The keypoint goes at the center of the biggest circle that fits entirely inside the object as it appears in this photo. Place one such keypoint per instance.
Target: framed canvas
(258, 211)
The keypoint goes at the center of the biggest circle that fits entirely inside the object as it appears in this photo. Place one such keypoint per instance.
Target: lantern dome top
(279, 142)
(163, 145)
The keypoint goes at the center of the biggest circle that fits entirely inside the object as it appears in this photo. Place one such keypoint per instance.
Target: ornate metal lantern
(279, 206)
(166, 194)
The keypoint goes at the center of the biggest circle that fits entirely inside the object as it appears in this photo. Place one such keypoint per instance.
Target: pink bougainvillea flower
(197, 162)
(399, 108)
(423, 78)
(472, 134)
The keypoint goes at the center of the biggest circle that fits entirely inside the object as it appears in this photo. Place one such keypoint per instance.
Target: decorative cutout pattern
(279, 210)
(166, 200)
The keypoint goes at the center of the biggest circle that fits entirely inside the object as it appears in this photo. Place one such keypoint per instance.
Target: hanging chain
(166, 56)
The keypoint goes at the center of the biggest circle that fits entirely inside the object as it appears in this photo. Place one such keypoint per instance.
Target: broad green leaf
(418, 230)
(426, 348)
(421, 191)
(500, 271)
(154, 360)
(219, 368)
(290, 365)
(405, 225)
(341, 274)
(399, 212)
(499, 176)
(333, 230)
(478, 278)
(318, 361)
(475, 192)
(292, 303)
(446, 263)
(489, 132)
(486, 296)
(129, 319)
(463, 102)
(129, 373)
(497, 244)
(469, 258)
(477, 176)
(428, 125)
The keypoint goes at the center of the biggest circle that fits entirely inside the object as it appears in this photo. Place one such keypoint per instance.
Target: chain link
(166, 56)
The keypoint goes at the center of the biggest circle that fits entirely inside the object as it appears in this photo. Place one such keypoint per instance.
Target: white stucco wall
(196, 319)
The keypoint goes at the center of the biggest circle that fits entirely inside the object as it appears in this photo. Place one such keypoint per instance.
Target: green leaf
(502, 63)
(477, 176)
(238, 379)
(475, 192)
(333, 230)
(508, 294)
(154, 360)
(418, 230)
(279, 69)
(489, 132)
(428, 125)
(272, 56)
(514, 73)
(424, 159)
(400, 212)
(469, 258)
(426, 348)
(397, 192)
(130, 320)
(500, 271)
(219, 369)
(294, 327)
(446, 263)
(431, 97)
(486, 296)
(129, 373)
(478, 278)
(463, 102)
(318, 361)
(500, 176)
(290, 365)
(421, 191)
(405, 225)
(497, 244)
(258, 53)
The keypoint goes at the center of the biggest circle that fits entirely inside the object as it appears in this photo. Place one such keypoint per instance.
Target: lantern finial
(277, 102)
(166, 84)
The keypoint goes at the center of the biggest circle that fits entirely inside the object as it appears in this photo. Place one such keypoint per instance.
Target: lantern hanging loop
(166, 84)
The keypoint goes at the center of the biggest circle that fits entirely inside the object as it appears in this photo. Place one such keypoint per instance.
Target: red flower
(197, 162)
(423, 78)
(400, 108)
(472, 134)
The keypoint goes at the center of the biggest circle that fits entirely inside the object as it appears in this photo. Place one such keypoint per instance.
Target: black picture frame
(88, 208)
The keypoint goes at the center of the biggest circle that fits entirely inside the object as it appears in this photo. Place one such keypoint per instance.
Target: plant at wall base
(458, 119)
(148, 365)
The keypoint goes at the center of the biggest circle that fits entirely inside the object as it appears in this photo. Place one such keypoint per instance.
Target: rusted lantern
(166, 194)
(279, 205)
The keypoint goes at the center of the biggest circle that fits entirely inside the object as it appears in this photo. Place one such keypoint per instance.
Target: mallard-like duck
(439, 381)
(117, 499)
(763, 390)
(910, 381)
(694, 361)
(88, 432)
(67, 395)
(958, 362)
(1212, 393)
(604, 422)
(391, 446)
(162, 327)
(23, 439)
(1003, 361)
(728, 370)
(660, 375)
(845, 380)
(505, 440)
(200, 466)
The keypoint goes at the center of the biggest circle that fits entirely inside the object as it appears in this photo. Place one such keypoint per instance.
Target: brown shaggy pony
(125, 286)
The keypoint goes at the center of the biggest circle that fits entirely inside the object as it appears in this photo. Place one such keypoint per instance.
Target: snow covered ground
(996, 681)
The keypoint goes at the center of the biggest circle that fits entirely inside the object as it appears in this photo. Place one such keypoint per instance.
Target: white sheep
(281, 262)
──────────────────────────────
_HOW TO COMPLETE THIS TASK_
Please set down the material above once more, word for word.

_COMPLETED TASK_
The keypoint goes at the center of the biggest circle that fits entirely inside the object as it appears in this photo. Place one such keypoint per instance.
Target: framed canvas
(258, 211)
The keypoint goes at the center of the biggest circle that fits entirely inside the object as it appears in this photo. Place one such keypoint per instance.
Target: lantern dome top
(279, 142)
(163, 145)
The keypoint goes at the center of the biggest circle that fits entirely inside the object as it appears in this photo. Place one such keypoint per instance.
Target: ornate metal lantern
(279, 206)
(166, 194)
The keypoint goes at the center of the biggest circle that fits entirely inside the object as it appears in this photo. Place one such keypoint per instance.
Target: pink bougainvillea flower
(197, 162)
(399, 108)
(423, 78)
(472, 134)
The keypoint goes at the center of the biggest circle that fits entirely inside the object as it appears in this photo. Place one such keypoint per instance.
Target: decorative cutout pattern
(279, 210)
(166, 200)
The keypoint goes at the center of the biggest circle that fits entirely inside the object as it appears in this photo. Place one such keypoint per instance.
Target: hanging chain
(166, 56)
The keypoint goes at the center of the biggest circle that fits entirely inside the object as it appears in this photo. Place one such keypoint per instance.
Target: broad green leaf
(418, 230)
(426, 348)
(421, 191)
(500, 271)
(154, 360)
(219, 368)
(290, 365)
(405, 225)
(341, 274)
(399, 212)
(499, 176)
(333, 230)
(478, 278)
(318, 361)
(475, 192)
(292, 303)
(446, 263)
(489, 132)
(486, 296)
(129, 319)
(463, 102)
(129, 373)
(497, 244)
(469, 258)
(477, 176)
(428, 125)
The keypoint goes at the center of the biggest circle that fits entirely inside the object as it appears in this photo. Place one such keypoint per instance.
Target: chain link
(166, 56)
The keypoint goes at the center of the biggest circle that fits entirely inside the object as it appears in this photo. Place one such keypoint per instance.
Target: white stucco wall
(196, 319)
The keypoint goes at the center of the biggest circle that fits entirely inside the object as it appears in this photo. Place one such keypoint per instance.
Target: green leaf
(502, 63)
(477, 176)
(238, 379)
(475, 192)
(333, 230)
(508, 294)
(154, 360)
(418, 230)
(279, 69)
(489, 132)
(428, 125)
(272, 56)
(514, 73)
(424, 159)
(400, 212)
(469, 258)
(426, 348)
(397, 192)
(130, 320)
(500, 271)
(219, 369)
(294, 327)
(446, 263)
(431, 97)
(486, 296)
(129, 373)
(478, 278)
(463, 102)
(318, 361)
(500, 176)
(290, 365)
(421, 191)
(405, 225)
(497, 244)
(258, 53)
The keypoint goes at the center of the biggest circle that fits entirely inside the object as it appears in this photo. Place one such keypoint per instance.
Target: lantern finial
(277, 102)
(166, 84)
The keypoint goes at the center of the biggest circle that fits entirely inside the object as it appears in this photo. Place one such keypoint per instance.
Target: lantern hanging loop
(166, 84)
The keypoint goes at the center of the biggest circle that fits entirely inside the object as it appears in this photo. Place one such keypoint per instance.
Target: red flower
(197, 162)
(423, 78)
(400, 108)
(472, 134)
The keypoint goes at the center of the biggest circle that fits entirely inside the object as it appears in this photo. Place one such keypoint per instance.
Target: black picture frame
(88, 208)
The keypoint goes at the center of the biggest circle that fits entirely inside the object as it appears in this photo. Place one such keypoint per instance.
Target: plant at wall base
(458, 119)
(148, 365)
The keypoint goes at the center of the biggest circle that fits entirely inside the object as it appears in this photo. Place one such keypoint per instance.
Target: rusted lantern
(166, 194)
(279, 205)
The keypoint goes at the center of the biggest circle that fits entirely inside the object as it appears in this photo. Place one such keypoint per instance.
Target: mallard-like duck
(439, 381)
(117, 499)
(763, 390)
(910, 381)
(694, 361)
(88, 432)
(67, 395)
(958, 362)
(1212, 393)
(604, 422)
(391, 446)
(162, 327)
(23, 439)
(1003, 361)
(728, 370)
(660, 375)
(845, 380)
(505, 440)
(200, 466)
The keypoint goes at the center of the biggest circle that fits entirely inside the object as it appears in this photo. Place one such keypoint per instance.
Target: brown shaggy pony
(125, 286)
The keypoint goes at the center of the biggest circle that fits entirely inside the object as it appears in this photo. Place one such keypoint per instance.
Target: snow covered ground
(996, 681)
The keypoint goes at the center of the biggest circle that fits entirely inside the object as it appears in this photo. Place one such keypoint per instance.
Target: white sheep
(281, 262)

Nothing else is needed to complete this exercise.